▶ **WHAT YOU SHOULD DO**
Give back the entire listing verbatim.

▶ **RECORDS PROVIDED**

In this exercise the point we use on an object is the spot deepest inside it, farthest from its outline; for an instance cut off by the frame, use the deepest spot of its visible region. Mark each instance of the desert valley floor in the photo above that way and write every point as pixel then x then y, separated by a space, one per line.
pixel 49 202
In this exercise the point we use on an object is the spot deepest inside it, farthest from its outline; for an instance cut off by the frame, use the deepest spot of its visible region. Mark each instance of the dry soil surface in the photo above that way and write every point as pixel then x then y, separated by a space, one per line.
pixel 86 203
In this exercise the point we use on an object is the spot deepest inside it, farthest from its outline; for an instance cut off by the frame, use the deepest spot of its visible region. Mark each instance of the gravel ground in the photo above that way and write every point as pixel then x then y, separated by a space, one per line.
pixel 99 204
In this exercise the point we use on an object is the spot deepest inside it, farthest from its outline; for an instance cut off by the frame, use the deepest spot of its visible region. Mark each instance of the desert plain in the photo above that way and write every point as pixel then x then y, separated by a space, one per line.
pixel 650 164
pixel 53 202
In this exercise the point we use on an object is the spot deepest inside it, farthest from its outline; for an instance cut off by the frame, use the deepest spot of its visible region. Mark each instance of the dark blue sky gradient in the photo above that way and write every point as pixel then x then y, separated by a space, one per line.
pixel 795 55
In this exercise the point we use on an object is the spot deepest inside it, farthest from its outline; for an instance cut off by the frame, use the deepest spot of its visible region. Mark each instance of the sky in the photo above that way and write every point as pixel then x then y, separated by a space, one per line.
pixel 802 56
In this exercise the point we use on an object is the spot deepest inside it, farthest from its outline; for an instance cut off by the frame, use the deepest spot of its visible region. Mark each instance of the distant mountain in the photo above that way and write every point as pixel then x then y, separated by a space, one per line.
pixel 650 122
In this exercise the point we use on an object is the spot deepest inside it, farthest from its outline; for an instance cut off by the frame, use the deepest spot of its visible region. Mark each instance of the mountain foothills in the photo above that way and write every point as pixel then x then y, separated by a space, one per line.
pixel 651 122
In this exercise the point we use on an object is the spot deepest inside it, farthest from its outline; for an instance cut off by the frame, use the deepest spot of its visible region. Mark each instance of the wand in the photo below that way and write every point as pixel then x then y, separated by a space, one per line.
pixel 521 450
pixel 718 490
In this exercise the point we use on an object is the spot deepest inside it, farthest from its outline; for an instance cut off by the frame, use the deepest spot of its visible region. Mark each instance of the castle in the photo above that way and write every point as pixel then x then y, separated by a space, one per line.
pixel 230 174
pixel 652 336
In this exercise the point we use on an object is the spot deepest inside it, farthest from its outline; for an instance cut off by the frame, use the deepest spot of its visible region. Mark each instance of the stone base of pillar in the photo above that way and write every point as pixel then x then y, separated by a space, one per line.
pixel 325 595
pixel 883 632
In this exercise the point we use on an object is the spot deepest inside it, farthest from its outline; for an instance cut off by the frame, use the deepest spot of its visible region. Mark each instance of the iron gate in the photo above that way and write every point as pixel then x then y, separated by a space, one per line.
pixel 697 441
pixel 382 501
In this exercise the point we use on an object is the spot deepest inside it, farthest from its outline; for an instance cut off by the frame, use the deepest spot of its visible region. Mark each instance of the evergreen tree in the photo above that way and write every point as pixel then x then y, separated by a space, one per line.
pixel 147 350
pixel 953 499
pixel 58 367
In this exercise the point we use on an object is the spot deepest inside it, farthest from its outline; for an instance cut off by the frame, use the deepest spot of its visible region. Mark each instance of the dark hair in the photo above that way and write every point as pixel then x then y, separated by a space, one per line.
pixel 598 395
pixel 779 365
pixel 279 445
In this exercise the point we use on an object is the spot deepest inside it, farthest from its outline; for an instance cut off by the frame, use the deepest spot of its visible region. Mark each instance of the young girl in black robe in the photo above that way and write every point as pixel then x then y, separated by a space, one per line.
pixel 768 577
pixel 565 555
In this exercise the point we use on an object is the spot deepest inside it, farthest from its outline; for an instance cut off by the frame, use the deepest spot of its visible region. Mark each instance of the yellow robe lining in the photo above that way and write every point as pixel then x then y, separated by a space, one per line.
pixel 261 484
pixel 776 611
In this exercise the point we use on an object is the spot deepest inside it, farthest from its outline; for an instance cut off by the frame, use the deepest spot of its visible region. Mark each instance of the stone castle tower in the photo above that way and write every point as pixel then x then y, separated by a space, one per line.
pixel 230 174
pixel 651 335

▶ **ANSWER SECTION**
In this exercise the point we use on an object is the spot deepest inside it, farthest from its outline; for an instance cut off by the frame, use the deepest spot of its visible region. Mark each instance of the desert valley floor in the photo above that way and write every point as pixel then x then y, separated by a space, one per line.
pixel 49 202
In this exercise the point we use on an object is the spot deepest inside it, farthest from its outline; for an instance cut off by the frame, use the deepest spot of its visible region. Mark each instance of the dry soil surface in the photo above that way and write every point as pixel then x then y, separated by a space, one per line.
pixel 86 203
In this exercise the point we use on an object is the spot deepest inside it, farthest from its outline; for an instance cut off by the frame, use the deepest spot of its visible region. Mark each instance of the gravel ground in the photo above that way and write every point as pixel then x then y, separated by a space, one per line.
pixel 99 204
In this exercise the point we use on an object is the spot deepest inside it, farthest from its outline; for an instance cut off by the frame, use the deepest spot of its visible region. Mark each instance of the desert plain in the photo above that way and write every point as pixel then x then y, separated by a space, one per line.
pixel 650 164
pixel 53 202
In this exercise the point we use on an object is the spot deepest inside it, farthest from its outline; for an instance cut off by the frame, use the deepest spot of its visible region. Mark each instance of the dark blue sky gradient in the photo above that way and write every point as pixel then x then y, separated by a space, one per line.
pixel 795 55
In this exercise the point we use on an object is the spot deepest inside it, farthest from its outline; for an instance cut off by the frame, use the deepest spot of its visible region. Mark each instance of the sky in the photo above that way and write every point as pixel then x then y, separated by a space, one per line.
pixel 802 56
In this exercise the point we use on an object is the spot deepest inside it, farthest from its outline; for an instance cut off by the frame, use the deepest spot of its visible region. Mark each instance of the distant mountain in the photo above that way and write every point as pixel then x then y, separated by a space, one per line.
pixel 650 122
In this exercise the point we use on an object is the spot deepest inside it, farthest from its outline; for an instance cut off by the frame, use the deepest spot of its visible region. Mark each instance of the mountain foothills in the photo above that way and write every point as pixel then x then y, separated by a space, one per line.
pixel 651 122
In this exercise the point we use on an object is the spot deepest inside it, farthest from its outline; for an instance cut off by the frame, use the deepest spot of its visible region. Mark each instance of the wand in the photo below that way and write every point as pixel then x then y, separated by a space, one per line.
pixel 521 450
pixel 718 490
In this exercise the point we use on an object is the spot deepest inside it, farthest from its outline; for an instance cut off by the frame, use the deepest spot of its visible region. Mark each instance of the castle in the photo above that way and write every point as pixel then x then y, separated by a space, one per line.
pixel 230 174
pixel 652 336
In this exercise the point we use on an object is the spot deepest inside it, farthest from its outline; for an instance cut off by the frame, use the deepest spot of its visible region. Mark each instance of the stone base of pillar in the photo above that way and write every point as pixel then x then y, separated by a space, one per line.
pixel 325 595
pixel 883 632
In this exercise the point we use on an object is the spot deepest inside it, farthest from its outline; for an instance cut off by the frame, use the deepest spot of its visible region. Mark each instance of the iron gate in the photo above that way and write every point as pixel then x then y, separated by a space, one per line.
pixel 697 441
pixel 382 501
In this exercise the point we use on an object is the spot deepest inside it, farthest from its outline; for an instance cut off by the frame, use the deepest spot of its visible region. Mark each instance of the evergreen tree in the photo above that way and write every point as pixel then x then y, separated by a space, one per line.
pixel 147 350
pixel 953 499
pixel 58 367
In this exercise the point we use on an object is the spot deepest inside it, farthest from its outline; for an instance cut off by the frame, use the deepest spot of its visible region. Mark each instance of the dark hair in the photo above that way and write every point as pixel then x then y, separated by a space, one per line.
pixel 598 395
pixel 779 365
pixel 279 445
In this exercise the point we use on an object is the spot deepest inside it, farthest from its outline; for an instance cut off by the frame, use the deepest spot of its visible region. Mark each instance of the young girl in black robe in the photo above that way and write every point as pixel then x then y, separated by a space, one per line.
pixel 768 577
pixel 565 555
In this exercise the point we use on an object is the spot deepest inside it, farthest from its outline; for an instance cut off by the frame, use the deepest spot of its visible region. Mark each instance of the yellow robe lining in the photo above that way and write every point as pixel then x then y, separated by a space, one per line.
pixel 261 484
pixel 776 611
In this exercise the point we use on an object is the spot deepest inside it, farthest from its outline; for an instance cut off by the frame, use the deepest spot of its visible region. Mark each instance of the stone castle tower in the photo above that way and write every point as pixel then x then y, separated by a space, one per line.
pixel 230 174
pixel 651 335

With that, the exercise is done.